»»

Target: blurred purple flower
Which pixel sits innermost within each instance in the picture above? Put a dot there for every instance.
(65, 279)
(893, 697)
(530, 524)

««

> [Set task] Rescale the lines above by copying every one of them again, requests included, with each point coordinate multiplied by 0.4 and rounded to a whole number, halves going up.

> [Result of this task]
Target: blurred purple flower
Which pixel sits innermost within each instance in the picture above? Put a dot there for every instance.
(26, 112)
(357, 279)
(212, 210)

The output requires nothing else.